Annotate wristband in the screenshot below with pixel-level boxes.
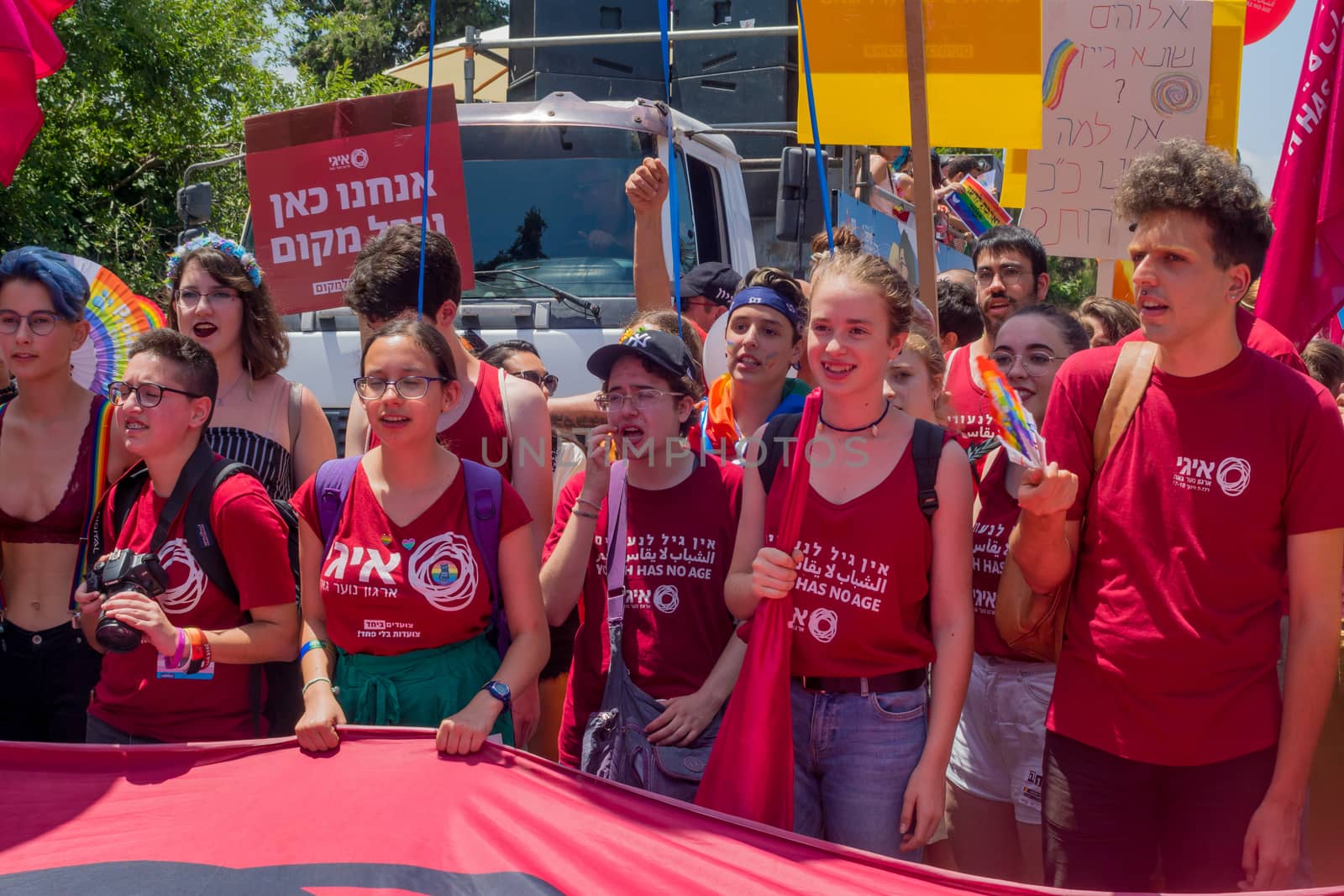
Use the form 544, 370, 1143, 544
168, 629, 186, 669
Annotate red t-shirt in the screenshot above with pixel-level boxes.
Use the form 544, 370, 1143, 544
946, 345, 995, 448
1044, 347, 1344, 766
89, 467, 294, 743
546, 457, 742, 766
1117, 305, 1306, 374
764, 442, 934, 677
368, 361, 513, 482
970, 448, 1032, 663
294, 464, 533, 656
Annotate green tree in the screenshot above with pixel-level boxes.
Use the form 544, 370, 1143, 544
0, 0, 296, 294
285, 0, 507, 81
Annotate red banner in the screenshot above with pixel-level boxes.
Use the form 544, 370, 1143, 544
0, 728, 1344, 896
244, 86, 475, 313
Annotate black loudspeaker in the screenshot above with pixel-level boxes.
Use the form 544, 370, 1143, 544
509, 0, 663, 85
675, 0, 798, 78
508, 71, 667, 102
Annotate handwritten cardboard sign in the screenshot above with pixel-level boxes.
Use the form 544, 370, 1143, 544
1020, 0, 1214, 258
244, 86, 475, 313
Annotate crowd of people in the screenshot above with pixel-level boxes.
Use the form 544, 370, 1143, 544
0, 141, 1344, 892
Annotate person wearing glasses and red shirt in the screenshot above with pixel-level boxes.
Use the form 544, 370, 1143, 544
948, 224, 1050, 448
294, 318, 549, 753
542, 329, 746, 766
0, 246, 125, 741
76, 329, 298, 744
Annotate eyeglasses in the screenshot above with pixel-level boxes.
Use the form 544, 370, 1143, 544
0, 312, 63, 336
172, 289, 238, 314
593, 390, 685, 412
108, 380, 206, 407
990, 349, 1064, 376
976, 265, 1026, 287
354, 376, 448, 401
512, 371, 560, 392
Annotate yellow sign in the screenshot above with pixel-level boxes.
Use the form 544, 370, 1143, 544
798, 0, 1037, 149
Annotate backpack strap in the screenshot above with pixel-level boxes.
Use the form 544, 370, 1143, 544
910, 419, 945, 522
313, 454, 365, 562
757, 414, 802, 495
289, 381, 304, 454
1093, 343, 1158, 473
461, 458, 512, 657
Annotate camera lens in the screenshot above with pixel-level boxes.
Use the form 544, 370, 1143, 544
92, 616, 139, 652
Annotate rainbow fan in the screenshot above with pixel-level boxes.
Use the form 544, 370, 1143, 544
976, 354, 1046, 470
65, 255, 168, 395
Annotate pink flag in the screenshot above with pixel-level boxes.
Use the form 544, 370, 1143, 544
1255, 0, 1344, 348
695, 390, 822, 831
0, 0, 72, 186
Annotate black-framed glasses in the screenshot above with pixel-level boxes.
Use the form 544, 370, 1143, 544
976, 265, 1026, 289
354, 376, 448, 401
511, 371, 560, 394
108, 380, 206, 407
0, 312, 65, 336
593, 390, 685, 412
990, 348, 1064, 376
172, 289, 238, 314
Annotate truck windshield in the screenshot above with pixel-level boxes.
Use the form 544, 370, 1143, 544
461, 125, 657, 317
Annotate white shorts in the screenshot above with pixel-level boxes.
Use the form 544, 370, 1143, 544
948, 652, 1055, 825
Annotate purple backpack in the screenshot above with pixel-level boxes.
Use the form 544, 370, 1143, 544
314, 454, 511, 659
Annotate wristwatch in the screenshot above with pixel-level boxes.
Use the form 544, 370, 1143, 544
481, 681, 513, 710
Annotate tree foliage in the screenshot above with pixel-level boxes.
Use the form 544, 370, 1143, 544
285, 0, 507, 81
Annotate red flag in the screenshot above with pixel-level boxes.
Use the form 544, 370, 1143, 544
695, 390, 822, 831
0, 0, 74, 186
1255, 0, 1344, 348
0, 728, 1102, 896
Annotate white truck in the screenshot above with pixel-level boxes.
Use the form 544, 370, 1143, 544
271, 92, 755, 445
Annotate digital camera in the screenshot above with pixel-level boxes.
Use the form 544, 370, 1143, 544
87, 548, 168, 652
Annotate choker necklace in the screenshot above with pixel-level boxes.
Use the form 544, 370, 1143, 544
817, 401, 891, 438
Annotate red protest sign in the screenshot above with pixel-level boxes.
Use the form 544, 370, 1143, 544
244, 86, 475, 313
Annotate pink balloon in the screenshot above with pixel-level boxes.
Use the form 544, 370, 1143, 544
1243, 0, 1295, 45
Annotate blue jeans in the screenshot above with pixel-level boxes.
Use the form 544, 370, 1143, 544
790, 681, 929, 862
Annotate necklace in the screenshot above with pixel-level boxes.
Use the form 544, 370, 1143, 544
817, 401, 891, 438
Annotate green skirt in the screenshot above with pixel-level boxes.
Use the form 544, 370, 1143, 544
334, 636, 513, 746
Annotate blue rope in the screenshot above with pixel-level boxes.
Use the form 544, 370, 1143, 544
415, 0, 437, 317
797, 0, 836, 251
659, 0, 681, 336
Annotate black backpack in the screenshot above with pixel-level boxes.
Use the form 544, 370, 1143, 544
757, 414, 945, 522
102, 448, 304, 737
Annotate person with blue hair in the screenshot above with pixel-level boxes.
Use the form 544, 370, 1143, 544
0, 246, 125, 741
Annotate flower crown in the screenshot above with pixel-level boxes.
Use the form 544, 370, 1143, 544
164, 233, 260, 289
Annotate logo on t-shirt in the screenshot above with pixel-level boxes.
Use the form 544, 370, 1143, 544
1172, 457, 1252, 498
159, 538, 206, 612
408, 532, 477, 612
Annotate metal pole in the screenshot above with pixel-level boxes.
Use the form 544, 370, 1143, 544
906, 0, 938, 345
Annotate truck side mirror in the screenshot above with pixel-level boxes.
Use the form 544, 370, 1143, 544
774, 146, 831, 244
177, 181, 213, 227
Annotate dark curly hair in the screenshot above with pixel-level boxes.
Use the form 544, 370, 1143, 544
1116, 137, 1274, 280
160, 246, 289, 380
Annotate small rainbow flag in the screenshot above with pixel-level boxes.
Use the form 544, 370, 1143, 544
1040, 38, 1082, 109
943, 175, 1012, 239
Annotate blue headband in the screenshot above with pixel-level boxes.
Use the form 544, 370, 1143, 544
728, 286, 805, 332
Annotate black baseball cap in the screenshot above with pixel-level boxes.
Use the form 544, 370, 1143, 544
587, 327, 701, 380
681, 262, 742, 307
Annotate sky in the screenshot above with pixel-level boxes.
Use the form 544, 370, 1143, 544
1236, 0, 1315, 195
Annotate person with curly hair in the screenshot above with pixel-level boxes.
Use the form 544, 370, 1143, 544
164, 233, 336, 500
1010, 139, 1344, 892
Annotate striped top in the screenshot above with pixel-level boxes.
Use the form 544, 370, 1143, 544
206, 426, 298, 501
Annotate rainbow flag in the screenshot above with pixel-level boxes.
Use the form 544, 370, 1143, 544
943, 175, 1012, 238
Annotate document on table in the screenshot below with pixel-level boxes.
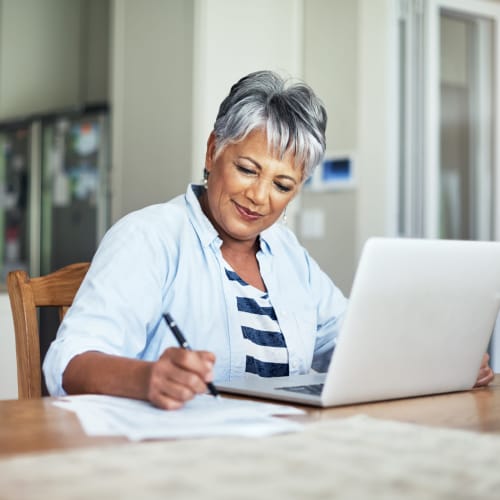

> _WRITTEN INSTRUCTION_
Rewrite the part of the data that opens with the line containing "Annotate wristwatch in" and closes with the line containing "271, 92, 755, 445", both lines included, adding 10 to every bounding-box coordinate in the answers. Reproduce all other lines in that part unchanged and include nothing outside it.

> _COMPLETED EXERCISE_
Annotate wristwatch in the screenshot above with pixel-level boxes.
Use the form 544, 370, 1143, 544
491, 691, 523, 720
Annotate tree foliage in the screenshot above with pixel-level boxes.
Use the form 544, 370, 1143, 544
295, 10, 517, 91
Annotate red flag in the screenshot above with pixel-level boxes.
Use the form 544, 370, 1143, 544
705, 400, 832, 841
10, 10, 84, 196
1265, 10, 1354, 358
10, 738, 1112, 906
Annotate white truck in the screenshot above with pixel-level boxes.
Use the form 544, 370, 1143, 544
281, 102, 765, 455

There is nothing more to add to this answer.